DIRECTIONS ->
Pull out the lines of the entries below unchanged, starting at the first line and ending at the line that contains "box: [0, 9, 445, 299]".

--- START ---

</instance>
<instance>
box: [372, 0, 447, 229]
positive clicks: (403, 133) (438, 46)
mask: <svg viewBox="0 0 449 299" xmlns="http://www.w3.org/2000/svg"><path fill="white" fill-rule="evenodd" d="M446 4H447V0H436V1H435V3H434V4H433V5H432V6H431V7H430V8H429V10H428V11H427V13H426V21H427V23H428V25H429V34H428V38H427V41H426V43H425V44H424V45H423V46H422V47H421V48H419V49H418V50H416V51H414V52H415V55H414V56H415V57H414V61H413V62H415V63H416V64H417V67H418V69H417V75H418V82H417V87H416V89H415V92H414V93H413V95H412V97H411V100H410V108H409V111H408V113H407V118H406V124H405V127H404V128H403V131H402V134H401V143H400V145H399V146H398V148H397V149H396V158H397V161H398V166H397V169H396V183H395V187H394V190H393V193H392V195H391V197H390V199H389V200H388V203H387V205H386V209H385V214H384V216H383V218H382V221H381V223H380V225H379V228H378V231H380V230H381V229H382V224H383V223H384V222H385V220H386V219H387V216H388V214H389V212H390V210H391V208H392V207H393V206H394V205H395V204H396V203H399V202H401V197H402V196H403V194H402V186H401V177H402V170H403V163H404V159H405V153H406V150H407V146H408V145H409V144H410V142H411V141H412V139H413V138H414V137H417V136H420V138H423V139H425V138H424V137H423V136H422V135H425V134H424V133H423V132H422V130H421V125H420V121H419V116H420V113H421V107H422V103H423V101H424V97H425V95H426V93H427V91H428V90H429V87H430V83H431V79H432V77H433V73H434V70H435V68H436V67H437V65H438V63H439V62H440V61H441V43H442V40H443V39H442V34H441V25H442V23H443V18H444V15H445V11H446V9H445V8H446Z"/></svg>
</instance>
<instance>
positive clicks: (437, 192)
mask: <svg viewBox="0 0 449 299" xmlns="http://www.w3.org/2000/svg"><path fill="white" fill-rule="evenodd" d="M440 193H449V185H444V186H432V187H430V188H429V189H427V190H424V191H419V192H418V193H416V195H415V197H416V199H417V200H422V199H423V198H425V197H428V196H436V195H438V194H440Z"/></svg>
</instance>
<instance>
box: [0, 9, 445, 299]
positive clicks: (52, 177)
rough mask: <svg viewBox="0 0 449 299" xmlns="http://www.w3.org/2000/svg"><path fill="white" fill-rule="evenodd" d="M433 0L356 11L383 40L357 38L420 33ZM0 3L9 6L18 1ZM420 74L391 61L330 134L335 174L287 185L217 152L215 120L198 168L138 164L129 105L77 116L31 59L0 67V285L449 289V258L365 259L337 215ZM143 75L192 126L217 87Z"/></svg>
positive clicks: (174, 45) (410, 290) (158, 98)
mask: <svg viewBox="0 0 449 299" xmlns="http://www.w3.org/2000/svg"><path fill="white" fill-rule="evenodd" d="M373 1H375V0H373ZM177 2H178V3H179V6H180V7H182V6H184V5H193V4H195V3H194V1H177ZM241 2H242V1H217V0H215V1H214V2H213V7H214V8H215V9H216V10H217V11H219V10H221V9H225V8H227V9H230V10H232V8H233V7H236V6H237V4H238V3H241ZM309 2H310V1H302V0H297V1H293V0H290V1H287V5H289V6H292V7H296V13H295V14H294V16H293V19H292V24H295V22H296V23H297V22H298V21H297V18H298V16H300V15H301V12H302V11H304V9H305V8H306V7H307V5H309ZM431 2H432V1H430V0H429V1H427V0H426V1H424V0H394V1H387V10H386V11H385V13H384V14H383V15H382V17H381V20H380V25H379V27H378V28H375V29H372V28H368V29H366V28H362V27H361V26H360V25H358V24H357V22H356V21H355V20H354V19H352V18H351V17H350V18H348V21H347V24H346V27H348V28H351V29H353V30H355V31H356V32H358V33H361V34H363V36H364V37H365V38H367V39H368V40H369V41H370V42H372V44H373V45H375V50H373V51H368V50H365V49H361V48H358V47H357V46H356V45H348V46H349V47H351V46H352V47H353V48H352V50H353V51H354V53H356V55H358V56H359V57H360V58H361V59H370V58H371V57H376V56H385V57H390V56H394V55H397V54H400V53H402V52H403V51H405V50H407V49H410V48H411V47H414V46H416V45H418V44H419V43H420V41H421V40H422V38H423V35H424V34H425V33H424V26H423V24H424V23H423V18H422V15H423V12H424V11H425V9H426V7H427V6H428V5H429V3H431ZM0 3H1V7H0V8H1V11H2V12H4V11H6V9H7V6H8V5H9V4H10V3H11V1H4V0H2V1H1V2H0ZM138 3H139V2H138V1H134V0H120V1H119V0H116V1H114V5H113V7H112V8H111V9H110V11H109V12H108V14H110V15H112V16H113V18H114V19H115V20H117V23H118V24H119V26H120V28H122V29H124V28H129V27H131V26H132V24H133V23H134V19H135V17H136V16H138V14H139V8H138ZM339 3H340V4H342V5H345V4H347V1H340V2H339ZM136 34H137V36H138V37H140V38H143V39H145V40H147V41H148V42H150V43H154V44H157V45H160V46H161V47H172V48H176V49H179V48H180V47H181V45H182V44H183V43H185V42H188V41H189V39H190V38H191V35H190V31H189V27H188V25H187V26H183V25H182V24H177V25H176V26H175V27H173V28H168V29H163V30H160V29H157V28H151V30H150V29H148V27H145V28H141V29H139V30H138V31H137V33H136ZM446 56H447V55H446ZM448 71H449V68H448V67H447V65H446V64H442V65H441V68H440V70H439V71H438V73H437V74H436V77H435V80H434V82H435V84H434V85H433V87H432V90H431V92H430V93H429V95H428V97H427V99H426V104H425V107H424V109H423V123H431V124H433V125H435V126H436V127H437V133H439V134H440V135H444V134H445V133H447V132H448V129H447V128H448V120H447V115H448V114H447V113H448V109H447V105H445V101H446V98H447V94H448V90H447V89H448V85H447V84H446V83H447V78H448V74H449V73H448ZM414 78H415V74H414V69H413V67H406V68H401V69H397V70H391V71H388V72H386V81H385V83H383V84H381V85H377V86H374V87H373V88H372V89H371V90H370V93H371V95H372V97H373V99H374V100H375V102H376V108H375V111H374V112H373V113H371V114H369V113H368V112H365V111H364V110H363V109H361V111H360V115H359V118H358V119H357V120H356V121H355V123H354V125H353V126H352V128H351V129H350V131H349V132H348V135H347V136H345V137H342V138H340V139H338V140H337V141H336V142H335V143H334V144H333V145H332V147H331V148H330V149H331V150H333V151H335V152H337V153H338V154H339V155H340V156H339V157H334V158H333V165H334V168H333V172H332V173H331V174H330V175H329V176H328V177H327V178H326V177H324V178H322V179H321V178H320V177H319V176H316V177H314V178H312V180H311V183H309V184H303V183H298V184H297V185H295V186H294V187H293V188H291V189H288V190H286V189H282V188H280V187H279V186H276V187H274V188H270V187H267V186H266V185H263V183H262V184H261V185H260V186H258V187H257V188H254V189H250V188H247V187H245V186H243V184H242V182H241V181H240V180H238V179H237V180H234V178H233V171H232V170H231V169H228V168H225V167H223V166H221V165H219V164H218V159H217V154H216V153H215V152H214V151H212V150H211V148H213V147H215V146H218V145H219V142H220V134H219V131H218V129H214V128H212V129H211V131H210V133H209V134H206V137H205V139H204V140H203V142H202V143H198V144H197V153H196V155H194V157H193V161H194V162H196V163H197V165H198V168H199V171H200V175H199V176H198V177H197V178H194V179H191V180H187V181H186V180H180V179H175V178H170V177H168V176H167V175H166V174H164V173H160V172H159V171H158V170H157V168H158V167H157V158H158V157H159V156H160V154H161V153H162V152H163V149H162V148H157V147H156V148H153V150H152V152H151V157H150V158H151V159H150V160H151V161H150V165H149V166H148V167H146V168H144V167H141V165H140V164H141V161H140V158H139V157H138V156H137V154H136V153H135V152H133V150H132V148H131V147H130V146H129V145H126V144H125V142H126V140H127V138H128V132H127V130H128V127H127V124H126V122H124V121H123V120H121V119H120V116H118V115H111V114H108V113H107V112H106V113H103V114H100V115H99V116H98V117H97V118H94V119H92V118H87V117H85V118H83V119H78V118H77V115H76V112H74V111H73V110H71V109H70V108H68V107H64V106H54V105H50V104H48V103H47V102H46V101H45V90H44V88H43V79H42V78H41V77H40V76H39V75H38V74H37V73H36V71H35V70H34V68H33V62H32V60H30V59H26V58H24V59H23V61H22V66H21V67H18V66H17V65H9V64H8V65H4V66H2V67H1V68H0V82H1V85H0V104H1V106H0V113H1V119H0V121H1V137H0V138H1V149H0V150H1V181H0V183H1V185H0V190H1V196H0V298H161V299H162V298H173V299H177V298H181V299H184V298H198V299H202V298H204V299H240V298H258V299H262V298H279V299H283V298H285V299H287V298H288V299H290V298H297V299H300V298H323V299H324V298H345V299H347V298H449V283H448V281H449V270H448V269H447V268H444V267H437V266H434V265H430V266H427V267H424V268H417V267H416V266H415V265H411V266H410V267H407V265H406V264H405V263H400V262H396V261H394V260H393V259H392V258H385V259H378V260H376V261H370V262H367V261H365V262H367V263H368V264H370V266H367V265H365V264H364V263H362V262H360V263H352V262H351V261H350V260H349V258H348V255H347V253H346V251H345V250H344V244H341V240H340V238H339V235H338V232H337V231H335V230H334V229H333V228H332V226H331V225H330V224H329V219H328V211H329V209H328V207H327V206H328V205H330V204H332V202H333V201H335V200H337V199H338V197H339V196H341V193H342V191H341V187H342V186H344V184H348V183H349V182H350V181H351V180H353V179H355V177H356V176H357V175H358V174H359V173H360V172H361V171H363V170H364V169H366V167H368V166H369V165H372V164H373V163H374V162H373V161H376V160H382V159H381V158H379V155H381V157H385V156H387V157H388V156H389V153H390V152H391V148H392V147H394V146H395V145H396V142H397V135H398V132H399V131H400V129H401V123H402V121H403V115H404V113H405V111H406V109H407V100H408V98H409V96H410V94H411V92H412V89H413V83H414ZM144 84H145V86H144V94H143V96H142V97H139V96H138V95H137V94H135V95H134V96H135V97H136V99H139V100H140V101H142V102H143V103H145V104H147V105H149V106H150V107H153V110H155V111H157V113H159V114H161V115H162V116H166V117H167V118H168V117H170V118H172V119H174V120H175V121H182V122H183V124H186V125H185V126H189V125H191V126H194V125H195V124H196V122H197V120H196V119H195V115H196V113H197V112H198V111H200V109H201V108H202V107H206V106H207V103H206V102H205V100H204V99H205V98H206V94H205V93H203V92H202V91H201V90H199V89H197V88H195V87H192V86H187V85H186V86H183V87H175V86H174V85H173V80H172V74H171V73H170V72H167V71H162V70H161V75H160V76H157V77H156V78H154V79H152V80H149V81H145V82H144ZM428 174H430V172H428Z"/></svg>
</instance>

--- END ---

EXPECTED OUTPUT ->
</instance>
<instance>
box: [372, 0, 447, 229]
positive clicks: (403, 133) (438, 46)
mask: <svg viewBox="0 0 449 299" xmlns="http://www.w3.org/2000/svg"><path fill="white" fill-rule="evenodd" d="M446 4H447V0H436V1H435V3H434V4H433V5H432V6H431V7H430V8H429V10H428V11H427V13H426V21H427V23H428V25H429V34H428V38H427V41H426V43H425V44H424V45H423V46H422V47H421V48H419V49H418V50H416V51H414V52H415V55H414V56H415V57H414V61H413V62H415V63H416V64H417V67H418V69H417V75H418V82H417V87H416V89H415V92H414V93H413V95H412V97H411V100H410V108H409V111H408V113H407V118H406V124H405V127H404V128H403V131H402V134H401V143H400V145H399V146H398V148H397V149H396V158H397V161H398V166H397V169H396V183H395V187H394V190H393V193H392V195H391V197H390V199H389V200H388V203H387V205H386V209H385V214H384V216H383V218H382V221H381V223H380V225H379V228H378V231H380V230H381V229H382V224H383V223H384V222H385V220H386V219H387V216H388V214H389V212H390V210H391V208H392V207H393V206H394V205H395V204H396V203H399V202H401V197H402V196H403V194H402V186H401V177H402V170H403V163H404V159H405V153H406V150H407V146H408V145H409V144H410V142H411V141H412V139H413V138H414V137H417V136H420V138H423V139H425V138H424V137H423V136H422V135H425V134H424V133H423V132H422V130H421V125H420V121H419V116H420V113H421V107H422V103H423V101H424V97H425V95H426V93H427V91H428V90H429V87H430V83H431V79H432V77H433V73H434V70H435V68H436V67H437V65H438V63H439V62H440V61H441V43H442V40H443V39H442V34H441V25H442V23H443V18H444V15H445V11H446V9H445V8H446Z"/></svg>
</instance>
<instance>
positive clicks: (437, 192)
mask: <svg viewBox="0 0 449 299" xmlns="http://www.w3.org/2000/svg"><path fill="white" fill-rule="evenodd" d="M440 193H449V185H444V186H432V187H430V188H429V189H427V190H424V191H419V192H418V193H416V195H415V197H416V199H417V200H422V199H423V198H425V197H428V196H436V195H438V194H440Z"/></svg>
</instance>
<instance>
box: [0, 9, 445, 299]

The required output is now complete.